◆ **WORK REQUIRED**
Return each line in the entries below that contains the string "roof", copied unchanged, one per line.

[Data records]

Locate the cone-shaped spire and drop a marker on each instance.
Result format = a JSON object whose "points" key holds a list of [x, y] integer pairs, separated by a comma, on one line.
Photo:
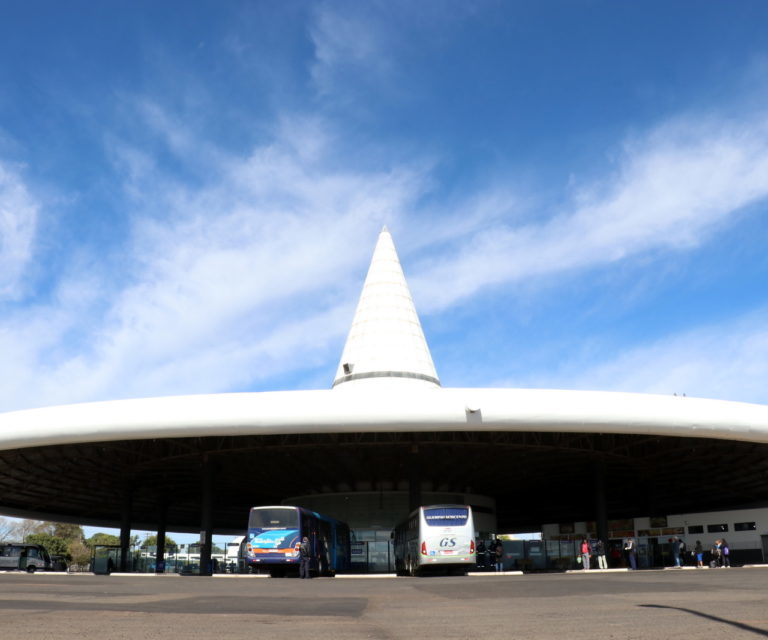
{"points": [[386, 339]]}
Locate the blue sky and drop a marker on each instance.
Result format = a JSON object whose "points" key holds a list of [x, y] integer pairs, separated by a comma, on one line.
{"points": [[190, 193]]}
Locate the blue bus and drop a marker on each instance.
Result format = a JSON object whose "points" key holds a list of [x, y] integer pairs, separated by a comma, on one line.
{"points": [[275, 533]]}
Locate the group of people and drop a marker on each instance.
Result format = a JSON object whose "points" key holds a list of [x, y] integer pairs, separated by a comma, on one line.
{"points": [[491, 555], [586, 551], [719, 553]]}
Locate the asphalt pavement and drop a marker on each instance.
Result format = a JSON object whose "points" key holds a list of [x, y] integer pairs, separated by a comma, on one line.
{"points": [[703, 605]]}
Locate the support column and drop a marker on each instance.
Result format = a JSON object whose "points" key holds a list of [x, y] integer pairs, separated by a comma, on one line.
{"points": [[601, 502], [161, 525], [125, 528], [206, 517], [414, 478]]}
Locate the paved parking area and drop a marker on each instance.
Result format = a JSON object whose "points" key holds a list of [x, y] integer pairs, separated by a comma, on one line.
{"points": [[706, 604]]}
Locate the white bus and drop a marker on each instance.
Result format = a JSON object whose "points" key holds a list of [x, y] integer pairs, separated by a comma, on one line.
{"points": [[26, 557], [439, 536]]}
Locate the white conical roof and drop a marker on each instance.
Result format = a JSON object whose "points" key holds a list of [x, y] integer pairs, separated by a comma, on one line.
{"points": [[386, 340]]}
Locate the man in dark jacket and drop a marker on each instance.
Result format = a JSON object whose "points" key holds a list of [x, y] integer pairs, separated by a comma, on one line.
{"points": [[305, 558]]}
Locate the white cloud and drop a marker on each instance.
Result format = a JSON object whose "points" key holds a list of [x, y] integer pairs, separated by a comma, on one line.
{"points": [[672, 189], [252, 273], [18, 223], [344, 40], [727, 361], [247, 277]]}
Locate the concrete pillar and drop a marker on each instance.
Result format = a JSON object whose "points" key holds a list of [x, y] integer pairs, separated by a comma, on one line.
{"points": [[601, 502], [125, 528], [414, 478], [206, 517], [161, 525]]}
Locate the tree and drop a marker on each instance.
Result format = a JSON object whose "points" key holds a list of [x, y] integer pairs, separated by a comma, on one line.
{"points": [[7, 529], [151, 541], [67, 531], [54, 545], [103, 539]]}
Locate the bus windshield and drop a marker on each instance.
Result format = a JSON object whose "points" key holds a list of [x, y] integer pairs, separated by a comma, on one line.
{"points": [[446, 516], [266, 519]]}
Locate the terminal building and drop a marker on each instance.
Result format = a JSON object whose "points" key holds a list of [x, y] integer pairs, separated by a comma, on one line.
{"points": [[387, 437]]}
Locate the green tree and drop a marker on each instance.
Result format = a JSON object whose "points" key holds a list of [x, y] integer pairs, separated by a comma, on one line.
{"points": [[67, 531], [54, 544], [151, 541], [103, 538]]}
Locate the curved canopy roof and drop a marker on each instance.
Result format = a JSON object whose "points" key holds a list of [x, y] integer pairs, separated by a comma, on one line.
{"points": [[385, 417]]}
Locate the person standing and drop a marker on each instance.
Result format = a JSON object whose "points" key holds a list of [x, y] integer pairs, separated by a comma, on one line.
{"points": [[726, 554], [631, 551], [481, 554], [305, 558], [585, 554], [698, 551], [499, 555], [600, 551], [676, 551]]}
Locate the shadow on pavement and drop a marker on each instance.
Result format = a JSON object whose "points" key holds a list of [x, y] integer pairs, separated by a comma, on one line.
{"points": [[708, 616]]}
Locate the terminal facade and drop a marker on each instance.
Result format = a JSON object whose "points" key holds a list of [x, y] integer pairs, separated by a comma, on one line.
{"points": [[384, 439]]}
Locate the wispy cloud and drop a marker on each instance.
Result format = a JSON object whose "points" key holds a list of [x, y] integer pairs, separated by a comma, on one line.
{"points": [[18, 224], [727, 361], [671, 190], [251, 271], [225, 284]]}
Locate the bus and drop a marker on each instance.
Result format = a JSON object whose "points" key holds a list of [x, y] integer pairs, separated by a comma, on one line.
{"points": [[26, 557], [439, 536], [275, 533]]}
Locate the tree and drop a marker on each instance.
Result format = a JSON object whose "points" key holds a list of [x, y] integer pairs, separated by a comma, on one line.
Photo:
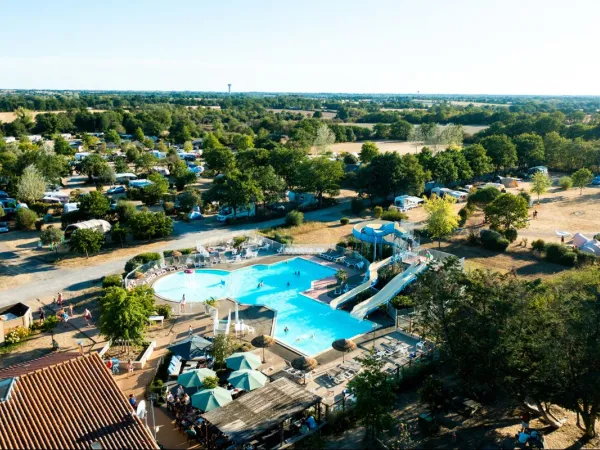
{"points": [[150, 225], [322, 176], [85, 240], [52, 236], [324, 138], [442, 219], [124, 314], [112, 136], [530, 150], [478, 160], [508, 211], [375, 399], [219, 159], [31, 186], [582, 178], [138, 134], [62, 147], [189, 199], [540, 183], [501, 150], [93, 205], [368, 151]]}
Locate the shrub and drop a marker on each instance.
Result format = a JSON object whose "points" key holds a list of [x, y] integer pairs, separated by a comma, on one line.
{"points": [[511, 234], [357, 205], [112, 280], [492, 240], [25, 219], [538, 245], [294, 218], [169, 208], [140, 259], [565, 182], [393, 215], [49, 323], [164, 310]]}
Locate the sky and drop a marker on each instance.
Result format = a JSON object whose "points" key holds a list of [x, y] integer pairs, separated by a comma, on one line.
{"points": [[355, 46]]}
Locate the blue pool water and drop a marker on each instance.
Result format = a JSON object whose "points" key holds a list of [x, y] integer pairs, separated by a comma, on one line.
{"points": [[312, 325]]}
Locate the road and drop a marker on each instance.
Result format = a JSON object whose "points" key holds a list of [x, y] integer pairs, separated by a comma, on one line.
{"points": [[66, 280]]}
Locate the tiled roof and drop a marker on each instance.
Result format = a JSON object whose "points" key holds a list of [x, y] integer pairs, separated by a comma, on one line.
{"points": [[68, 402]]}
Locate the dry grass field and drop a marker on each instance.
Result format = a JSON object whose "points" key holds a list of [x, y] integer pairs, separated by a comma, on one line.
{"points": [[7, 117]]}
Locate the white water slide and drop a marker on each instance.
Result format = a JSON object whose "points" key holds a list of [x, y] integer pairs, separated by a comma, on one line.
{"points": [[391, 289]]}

...

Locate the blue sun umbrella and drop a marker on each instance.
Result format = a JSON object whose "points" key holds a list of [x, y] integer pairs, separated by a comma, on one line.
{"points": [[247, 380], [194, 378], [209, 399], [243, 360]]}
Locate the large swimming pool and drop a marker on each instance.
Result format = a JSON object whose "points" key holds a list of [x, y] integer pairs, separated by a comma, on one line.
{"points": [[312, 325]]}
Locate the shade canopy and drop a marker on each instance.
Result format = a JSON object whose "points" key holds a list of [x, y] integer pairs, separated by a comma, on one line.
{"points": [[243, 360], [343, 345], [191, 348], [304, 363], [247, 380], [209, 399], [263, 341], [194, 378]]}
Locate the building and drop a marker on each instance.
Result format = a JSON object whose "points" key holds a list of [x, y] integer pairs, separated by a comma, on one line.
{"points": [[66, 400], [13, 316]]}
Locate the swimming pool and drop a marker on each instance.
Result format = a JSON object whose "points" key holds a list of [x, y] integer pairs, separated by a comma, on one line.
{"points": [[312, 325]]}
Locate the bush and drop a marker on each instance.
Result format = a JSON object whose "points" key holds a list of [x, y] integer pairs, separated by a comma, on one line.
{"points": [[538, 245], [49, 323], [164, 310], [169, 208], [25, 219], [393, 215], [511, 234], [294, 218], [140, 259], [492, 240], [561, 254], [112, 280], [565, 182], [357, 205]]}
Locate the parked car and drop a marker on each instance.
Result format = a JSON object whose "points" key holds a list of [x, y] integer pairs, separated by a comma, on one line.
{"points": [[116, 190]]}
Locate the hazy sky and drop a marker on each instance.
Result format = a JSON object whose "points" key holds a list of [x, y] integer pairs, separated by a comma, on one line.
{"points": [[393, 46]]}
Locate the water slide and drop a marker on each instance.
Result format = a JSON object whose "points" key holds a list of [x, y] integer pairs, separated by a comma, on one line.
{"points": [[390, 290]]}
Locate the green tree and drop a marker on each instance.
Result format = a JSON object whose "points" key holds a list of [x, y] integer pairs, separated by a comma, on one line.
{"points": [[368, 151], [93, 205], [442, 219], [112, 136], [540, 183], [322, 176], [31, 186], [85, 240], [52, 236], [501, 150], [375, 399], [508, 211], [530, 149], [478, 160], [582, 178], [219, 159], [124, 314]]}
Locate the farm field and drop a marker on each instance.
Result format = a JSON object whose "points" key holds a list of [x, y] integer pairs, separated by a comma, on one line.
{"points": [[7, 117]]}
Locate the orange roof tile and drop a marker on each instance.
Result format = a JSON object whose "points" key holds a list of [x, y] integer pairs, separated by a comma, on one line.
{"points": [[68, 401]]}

* * *

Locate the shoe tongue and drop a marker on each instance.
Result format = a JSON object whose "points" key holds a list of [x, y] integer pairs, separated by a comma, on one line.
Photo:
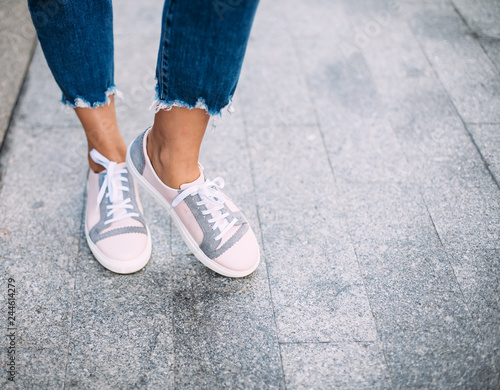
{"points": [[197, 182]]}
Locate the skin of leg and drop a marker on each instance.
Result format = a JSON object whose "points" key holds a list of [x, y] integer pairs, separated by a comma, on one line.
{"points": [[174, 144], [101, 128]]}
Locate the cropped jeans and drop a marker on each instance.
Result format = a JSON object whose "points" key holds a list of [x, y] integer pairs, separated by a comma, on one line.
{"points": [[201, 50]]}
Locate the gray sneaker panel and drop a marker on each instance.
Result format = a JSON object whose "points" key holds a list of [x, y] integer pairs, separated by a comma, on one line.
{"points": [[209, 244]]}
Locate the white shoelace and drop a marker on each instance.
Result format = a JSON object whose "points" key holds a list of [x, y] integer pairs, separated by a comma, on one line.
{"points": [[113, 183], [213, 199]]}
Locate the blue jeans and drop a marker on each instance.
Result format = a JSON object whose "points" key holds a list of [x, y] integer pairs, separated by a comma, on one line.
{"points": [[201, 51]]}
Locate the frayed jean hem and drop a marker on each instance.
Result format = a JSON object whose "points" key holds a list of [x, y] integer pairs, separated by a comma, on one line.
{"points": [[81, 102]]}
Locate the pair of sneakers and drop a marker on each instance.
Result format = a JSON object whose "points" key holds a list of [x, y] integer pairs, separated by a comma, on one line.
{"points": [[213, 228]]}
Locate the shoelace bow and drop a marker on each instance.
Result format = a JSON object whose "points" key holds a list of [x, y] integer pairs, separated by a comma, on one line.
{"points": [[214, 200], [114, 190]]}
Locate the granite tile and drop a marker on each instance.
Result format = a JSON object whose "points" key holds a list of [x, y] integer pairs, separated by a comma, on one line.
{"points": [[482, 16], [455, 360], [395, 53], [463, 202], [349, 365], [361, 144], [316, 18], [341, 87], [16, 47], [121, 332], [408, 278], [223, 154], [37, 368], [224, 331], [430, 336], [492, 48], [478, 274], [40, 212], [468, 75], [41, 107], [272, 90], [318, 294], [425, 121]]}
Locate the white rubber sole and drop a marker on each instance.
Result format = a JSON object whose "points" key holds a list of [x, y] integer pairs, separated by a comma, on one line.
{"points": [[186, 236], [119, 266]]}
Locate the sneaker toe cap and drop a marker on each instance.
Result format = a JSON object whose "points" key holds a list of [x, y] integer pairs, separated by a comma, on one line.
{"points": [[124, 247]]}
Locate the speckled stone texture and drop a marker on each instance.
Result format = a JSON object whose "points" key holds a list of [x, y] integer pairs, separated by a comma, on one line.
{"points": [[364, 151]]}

◆ **FINAL ANSWER**
Locate the white conical roof and drop a marker on each instance.
Locate the curved canopy roof and drop a marker on each instance.
Locate the tiled roof and drop a marker on each instance.
Locate the orange roof tile and drop a marker on each instance.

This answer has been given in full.